Bob Godfrey: physically you were in Bush House in the early years and then presumably you moved from Bush House to Stroud to get away from the bombs?

John Halas: No it is not entirely true. We worked in Bush House because there was a minor war going on between J Walter Thompson the advertising company and the Ministry of Information as to who should have power. J Walter Thompson had commissioned us to make any number of films together with the Alexander Mackendrick, Larkins worked on these films as well, to make advertising films for their main clients such as Unilever, Lux soap and Rinso detergents. And apart from the propaganda films we also did a few of these advertising films and they gave us facilities at Bush House where they were. But one-day during this period, it was 16th April, 1941, Hitler sent us a little present, it was a bomb over our Chelsea flat. And it hurt Joy badly, it hurt me a little too , and it stopped us working for a few weeks, Joy for a longer period, and that was when we moved out to Bushey, Watford, not to Stroud, to Bushey, Watford. And we continued our war service in Bushey, Watford.

Stroud came when we had the commission of Animal Farm and we had to expand suddenly and when our predecessor, Anson Dyer retired, I don't know whether it you remember Anson Dyer? He was 82 when he retired and I inherited a number of people from his former studio which was in Stroud and we established ourselves in Stroud where part of Animal Farm was produced and we stayed because it was a lovely place for a lifetime.

Bob Godfrey: you were in Westbourne Grove weren't you?

John Halas: Westbourne Terrace to make Animal Farm but also in Soho Square already, to continue our public relations films for BP and Shell and a lot of people have joined us, among them Allison de Vere, roundabout 1955, 1956, to work on the BP films and many more.

Bob Godfrey: John 1955, 1956 was the start of commercials, which was a real turning point in all our lives, but it before we touch on that can ask some questions about what  used to be called the ACTT, how did you get involved with the ACTT, who recruited you

John Halas: to ways it was. First I employed labour, one day a charming blonde cameraman turned up at Bush House, his name was a Ralph Bond, we nearly fell in love with each other and he taught me a great deal about how to employ people. I was a quick student and he gave me guidance. Then as a producer and a member of the Federation of Documentary Film Makers, I was put on a chair opposite a charming individual called George Elvin. We get on very well with each other, after all, these gentlemen and others had a certain point of view, some of them were political, but most of them were very human. On that the political side they couldn't beat me because my brother was a member of the Communist Party in Paris and I was often together with my brother in Paris. On the human side we very much held the same opinions. Later on  when the young Elvin, David, decided to come in to the field of animation, lo and behold David Elvin appeared at the doorstep and he became quite a good background artist which was anyway motivation to be together with the EC's team, George Elvin. Any way the real reason was that we got on as human beings are together very well. You remember Joe Telford

Bob Godfrey: Telford, yes

John Halas: he was a sweet individual as well. He saved me when I was arrested in East Germany for instance at Leipzig. May I to you this story?

Bob Godfrey: Yes, it sounds interesting.

§ DIRECTION A:
Return each line of the records that contains the string "fire".
The interview above has no connection to the records.

§ SUPPLIED DATA:
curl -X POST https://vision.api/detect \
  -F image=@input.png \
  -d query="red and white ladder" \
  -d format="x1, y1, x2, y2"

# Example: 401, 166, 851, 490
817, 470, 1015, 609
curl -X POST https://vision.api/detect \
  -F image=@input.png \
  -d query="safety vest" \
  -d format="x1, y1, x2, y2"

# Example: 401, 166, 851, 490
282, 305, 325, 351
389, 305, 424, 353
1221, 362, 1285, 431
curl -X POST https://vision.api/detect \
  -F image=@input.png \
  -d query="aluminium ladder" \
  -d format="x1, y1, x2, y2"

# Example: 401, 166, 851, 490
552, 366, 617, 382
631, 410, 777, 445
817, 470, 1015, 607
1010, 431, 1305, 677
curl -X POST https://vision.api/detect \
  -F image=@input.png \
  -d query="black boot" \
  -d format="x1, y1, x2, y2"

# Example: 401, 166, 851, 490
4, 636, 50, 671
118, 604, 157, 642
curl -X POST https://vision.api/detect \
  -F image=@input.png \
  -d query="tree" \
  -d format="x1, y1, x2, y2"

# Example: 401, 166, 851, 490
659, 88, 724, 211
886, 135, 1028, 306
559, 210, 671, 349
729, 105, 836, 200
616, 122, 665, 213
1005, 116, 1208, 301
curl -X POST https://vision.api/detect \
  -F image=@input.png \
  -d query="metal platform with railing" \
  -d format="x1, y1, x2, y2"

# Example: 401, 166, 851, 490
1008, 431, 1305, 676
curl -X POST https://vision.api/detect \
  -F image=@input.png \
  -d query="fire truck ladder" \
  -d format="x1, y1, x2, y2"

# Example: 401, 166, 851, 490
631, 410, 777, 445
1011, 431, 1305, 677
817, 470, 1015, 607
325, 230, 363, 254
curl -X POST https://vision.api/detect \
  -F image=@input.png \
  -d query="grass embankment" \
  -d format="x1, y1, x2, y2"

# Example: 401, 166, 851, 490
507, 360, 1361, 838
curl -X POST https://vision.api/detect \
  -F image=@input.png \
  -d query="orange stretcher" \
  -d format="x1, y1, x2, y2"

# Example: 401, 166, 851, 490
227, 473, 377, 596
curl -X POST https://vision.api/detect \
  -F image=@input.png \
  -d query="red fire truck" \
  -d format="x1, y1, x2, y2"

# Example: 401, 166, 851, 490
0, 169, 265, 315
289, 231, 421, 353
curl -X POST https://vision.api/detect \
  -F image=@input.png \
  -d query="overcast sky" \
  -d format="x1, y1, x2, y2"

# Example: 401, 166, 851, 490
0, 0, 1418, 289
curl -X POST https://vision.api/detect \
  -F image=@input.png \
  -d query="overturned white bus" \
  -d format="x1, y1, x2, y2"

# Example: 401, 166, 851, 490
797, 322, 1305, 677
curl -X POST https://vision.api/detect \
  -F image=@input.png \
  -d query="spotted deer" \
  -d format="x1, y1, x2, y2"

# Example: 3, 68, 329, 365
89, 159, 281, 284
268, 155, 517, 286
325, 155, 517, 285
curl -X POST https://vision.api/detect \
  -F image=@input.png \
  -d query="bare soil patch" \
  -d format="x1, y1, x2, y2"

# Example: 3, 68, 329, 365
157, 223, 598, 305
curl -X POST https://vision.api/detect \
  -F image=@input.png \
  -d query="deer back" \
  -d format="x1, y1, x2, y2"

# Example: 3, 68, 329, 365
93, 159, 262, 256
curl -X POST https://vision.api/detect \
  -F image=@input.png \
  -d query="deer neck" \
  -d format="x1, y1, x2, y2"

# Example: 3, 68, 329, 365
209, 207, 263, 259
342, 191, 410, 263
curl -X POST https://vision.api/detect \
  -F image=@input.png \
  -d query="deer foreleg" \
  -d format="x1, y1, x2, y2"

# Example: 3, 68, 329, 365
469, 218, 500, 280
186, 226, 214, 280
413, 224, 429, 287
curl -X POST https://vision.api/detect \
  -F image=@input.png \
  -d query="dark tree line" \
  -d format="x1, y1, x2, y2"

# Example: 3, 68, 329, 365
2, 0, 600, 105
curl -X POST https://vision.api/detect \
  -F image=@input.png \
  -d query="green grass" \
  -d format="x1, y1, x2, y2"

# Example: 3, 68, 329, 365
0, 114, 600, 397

§ DIRECTION B:
Please list every distinct calendar year mentioned in the interview.

§ COMPLETE ANSWER A:
  -d query="fire truck ladder" \
  -d query="red fire truck" \

§ COMPLETE ANSWER B:
1941, 1955, 1956